## GIVEN PROBLEM
Locate "Each instance receives one keypoint. Mark the concrete floor" in the listing below, then output the line holding it and every line after it, exactly and with nothing else.

## RECORDS TO PROCESS
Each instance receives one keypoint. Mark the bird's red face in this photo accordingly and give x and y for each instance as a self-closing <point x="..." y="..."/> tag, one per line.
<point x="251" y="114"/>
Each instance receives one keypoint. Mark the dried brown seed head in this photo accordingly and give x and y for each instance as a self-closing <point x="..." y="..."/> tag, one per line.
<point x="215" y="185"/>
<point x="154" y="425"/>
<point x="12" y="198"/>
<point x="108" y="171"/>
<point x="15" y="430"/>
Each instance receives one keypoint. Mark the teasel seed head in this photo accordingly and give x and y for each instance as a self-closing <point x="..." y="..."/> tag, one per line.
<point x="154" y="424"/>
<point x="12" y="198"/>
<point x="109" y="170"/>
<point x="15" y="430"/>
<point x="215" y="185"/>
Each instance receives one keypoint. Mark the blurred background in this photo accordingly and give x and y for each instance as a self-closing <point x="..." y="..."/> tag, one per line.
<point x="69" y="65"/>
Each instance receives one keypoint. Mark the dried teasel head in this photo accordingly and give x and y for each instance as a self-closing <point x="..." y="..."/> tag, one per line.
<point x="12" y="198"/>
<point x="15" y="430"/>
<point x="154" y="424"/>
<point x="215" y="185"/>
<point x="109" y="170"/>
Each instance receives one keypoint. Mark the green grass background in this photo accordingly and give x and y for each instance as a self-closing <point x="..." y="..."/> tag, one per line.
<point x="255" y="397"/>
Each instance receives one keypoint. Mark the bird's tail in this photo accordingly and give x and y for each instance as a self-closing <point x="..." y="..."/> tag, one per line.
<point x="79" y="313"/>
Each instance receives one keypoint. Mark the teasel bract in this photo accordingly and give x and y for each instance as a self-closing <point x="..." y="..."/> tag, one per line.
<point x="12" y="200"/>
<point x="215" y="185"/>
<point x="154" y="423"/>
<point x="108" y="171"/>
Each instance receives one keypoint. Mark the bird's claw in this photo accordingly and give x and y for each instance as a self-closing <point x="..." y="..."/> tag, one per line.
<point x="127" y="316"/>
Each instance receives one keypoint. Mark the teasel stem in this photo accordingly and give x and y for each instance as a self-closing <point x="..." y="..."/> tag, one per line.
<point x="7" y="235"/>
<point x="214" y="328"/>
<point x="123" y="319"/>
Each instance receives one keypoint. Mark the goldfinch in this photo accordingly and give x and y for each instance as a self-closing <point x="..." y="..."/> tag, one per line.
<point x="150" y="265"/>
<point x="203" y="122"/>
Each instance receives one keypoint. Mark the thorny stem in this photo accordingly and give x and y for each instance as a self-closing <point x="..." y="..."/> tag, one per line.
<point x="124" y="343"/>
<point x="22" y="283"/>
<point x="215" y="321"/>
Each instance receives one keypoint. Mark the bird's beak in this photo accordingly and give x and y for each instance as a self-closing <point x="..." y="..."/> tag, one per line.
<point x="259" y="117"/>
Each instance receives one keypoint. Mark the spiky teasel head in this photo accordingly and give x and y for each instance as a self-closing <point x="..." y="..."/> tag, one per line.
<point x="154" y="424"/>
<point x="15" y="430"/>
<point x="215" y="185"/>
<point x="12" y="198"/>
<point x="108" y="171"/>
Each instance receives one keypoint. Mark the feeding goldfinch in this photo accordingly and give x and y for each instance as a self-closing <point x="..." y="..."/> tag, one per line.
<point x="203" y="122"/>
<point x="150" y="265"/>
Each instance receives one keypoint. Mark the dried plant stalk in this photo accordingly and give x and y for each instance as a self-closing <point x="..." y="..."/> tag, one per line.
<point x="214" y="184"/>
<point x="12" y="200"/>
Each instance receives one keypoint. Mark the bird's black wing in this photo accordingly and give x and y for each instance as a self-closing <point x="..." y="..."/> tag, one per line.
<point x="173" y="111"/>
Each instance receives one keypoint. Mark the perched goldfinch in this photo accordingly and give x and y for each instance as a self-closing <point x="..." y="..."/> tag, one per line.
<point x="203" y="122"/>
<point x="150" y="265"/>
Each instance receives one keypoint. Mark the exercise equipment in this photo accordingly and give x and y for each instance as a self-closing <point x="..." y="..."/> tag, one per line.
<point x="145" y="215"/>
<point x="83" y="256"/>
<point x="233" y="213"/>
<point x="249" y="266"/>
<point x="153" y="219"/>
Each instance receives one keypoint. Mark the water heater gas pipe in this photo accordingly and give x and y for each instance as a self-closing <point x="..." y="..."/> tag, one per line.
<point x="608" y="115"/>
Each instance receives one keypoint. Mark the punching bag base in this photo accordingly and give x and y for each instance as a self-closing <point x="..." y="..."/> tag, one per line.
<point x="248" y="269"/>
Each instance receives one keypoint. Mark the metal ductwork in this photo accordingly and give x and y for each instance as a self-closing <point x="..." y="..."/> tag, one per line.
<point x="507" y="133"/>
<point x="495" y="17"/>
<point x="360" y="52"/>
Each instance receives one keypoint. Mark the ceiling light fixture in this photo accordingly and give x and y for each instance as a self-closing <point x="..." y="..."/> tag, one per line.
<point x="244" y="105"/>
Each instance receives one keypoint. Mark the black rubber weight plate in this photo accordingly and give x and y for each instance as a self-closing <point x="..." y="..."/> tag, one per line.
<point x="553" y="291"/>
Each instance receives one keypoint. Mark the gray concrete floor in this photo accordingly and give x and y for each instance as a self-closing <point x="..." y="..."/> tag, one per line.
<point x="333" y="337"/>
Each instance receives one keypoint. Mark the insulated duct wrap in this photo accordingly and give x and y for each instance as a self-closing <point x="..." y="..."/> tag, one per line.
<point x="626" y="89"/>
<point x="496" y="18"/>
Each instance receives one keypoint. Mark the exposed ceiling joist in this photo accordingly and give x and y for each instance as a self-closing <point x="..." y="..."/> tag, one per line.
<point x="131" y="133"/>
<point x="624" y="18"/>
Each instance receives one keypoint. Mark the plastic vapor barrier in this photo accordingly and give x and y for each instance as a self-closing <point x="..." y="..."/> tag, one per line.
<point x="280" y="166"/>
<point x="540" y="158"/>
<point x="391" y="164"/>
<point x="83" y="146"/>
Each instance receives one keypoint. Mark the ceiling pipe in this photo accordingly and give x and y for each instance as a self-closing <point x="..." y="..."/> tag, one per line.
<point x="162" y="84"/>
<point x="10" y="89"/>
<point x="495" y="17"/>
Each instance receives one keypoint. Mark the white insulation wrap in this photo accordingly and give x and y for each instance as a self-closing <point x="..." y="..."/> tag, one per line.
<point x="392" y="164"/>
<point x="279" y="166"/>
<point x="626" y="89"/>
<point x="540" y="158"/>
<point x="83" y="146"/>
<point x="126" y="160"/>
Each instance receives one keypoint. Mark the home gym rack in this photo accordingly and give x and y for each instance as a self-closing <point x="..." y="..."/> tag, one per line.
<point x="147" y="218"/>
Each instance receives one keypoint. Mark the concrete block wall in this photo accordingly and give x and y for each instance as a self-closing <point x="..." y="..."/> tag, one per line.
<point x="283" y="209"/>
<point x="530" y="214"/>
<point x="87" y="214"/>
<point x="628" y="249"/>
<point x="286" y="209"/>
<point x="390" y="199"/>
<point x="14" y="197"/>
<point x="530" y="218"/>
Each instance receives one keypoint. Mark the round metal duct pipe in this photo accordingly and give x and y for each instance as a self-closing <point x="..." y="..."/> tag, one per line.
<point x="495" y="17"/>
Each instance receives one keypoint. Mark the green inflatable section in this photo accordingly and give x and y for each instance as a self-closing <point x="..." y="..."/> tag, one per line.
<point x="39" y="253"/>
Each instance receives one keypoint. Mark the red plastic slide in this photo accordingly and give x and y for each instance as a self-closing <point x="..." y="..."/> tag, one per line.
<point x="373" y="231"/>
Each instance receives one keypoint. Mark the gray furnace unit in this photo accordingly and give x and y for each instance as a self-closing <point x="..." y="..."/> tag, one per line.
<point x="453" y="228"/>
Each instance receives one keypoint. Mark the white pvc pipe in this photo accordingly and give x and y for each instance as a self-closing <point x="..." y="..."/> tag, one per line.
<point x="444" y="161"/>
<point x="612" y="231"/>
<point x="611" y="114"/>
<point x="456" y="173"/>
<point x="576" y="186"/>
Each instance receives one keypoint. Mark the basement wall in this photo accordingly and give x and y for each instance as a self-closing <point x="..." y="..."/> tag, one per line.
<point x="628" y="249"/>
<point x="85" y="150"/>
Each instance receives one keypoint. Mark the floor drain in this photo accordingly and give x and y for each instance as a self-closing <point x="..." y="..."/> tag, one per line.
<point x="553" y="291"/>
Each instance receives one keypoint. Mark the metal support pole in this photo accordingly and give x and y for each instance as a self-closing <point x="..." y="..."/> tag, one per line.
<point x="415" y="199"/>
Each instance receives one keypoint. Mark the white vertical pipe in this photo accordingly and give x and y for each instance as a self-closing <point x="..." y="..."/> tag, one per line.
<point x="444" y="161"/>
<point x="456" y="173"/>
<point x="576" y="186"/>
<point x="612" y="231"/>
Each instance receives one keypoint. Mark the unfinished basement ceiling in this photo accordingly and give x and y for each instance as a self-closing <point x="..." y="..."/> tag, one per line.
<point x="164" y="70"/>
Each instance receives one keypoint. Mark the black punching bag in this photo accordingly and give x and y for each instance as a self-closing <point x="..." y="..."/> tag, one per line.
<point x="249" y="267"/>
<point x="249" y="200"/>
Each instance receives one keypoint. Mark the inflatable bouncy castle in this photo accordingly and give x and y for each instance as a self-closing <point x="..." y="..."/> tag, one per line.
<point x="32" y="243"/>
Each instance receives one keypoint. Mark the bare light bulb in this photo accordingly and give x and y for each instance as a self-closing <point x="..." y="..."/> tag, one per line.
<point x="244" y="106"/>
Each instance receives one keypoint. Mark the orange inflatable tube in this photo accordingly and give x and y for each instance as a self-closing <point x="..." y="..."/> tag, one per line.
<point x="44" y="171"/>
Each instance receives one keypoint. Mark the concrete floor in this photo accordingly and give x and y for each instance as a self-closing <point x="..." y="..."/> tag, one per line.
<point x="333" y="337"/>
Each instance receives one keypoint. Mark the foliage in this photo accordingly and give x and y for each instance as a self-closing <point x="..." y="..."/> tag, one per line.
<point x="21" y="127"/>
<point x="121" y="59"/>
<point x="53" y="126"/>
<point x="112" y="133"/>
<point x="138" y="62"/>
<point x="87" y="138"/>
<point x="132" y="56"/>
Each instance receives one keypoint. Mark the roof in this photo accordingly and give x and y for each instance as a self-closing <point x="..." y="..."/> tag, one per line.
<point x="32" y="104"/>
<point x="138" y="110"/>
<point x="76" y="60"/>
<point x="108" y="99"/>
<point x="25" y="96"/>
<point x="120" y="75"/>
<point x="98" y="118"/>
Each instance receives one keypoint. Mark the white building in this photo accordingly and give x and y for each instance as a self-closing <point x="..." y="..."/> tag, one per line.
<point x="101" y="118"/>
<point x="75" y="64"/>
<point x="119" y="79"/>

## RESULT OF THIS EXERCISE
Each instance receives one keypoint. Mark the concrete floor in this photo accordingly and give x and y for each instance as a self-closing <point x="..." y="..."/> tag, one per line.
<point x="333" y="337"/>
Each instance receives one keypoint. Mark the foliage in this photo accordingly and give x and y for each instance as a self-closing <point x="..." y="..."/> tag, one per line.
<point x="21" y="127"/>
<point x="121" y="59"/>
<point x="53" y="126"/>
<point x="112" y="133"/>
<point x="138" y="62"/>
<point x="87" y="138"/>
<point x="132" y="56"/>
Each instance receives one keypoint. Mark the roof in this photo accordingly and give x and y for each instance as a self-closing <point x="..." y="..."/> tag, one per line.
<point x="32" y="104"/>
<point x="138" y="110"/>
<point x="76" y="60"/>
<point x="108" y="99"/>
<point x="25" y="96"/>
<point x="120" y="75"/>
<point x="98" y="118"/>
Each instance receives one keypoint. Mark the white building in this photo accordingly and give x and y for each instance as a self-closing <point x="..." y="..."/> tag, one per line.
<point x="101" y="118"/>
<point x="75" y="64"/>
<point x="119" y="79"/>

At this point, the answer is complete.